**WORK INSTRUCTION**
Leaving out all pictures, retype the records exactly.

*** SOURCE RECORDS Section Begins ***

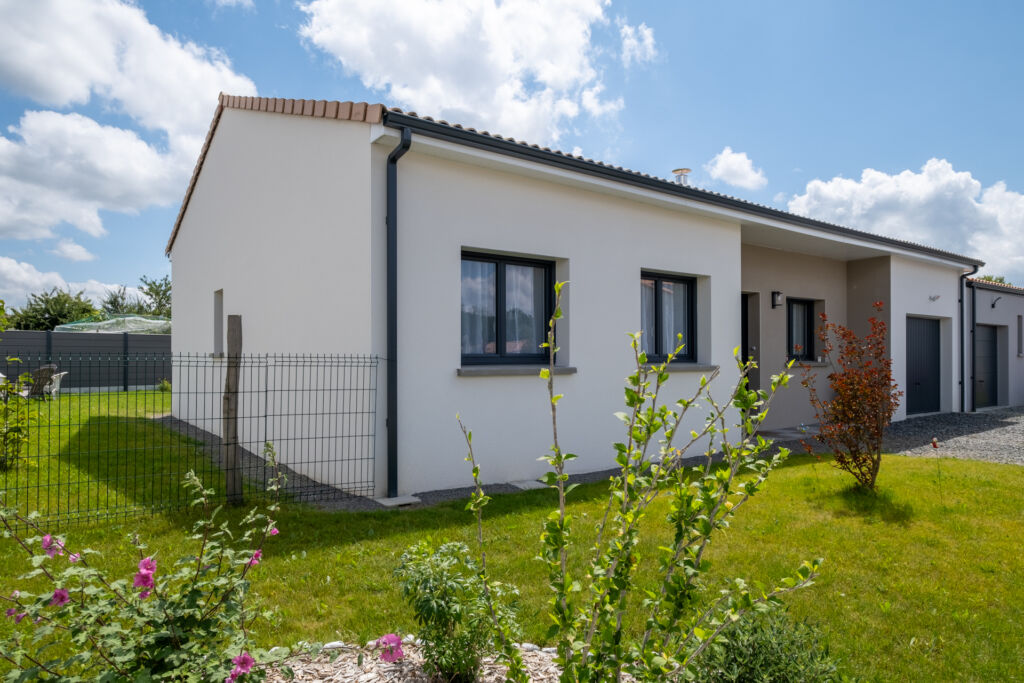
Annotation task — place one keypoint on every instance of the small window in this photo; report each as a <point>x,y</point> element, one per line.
<point>668,311</point>
<point>800,323</point>
<point>218,322</point>
<point>506,305</point>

*** SOURCE RECORDS Section Ends ***

**OUTPUT OF THE EXERCISE**
Annotation task — place one keypoint on every instance of the small window in this photo; report each as a <point>x,y</point> element, one per line.
<point>668,311</point>
<point>800,323</point>
<point>218,322</point>
<point>506,305</point>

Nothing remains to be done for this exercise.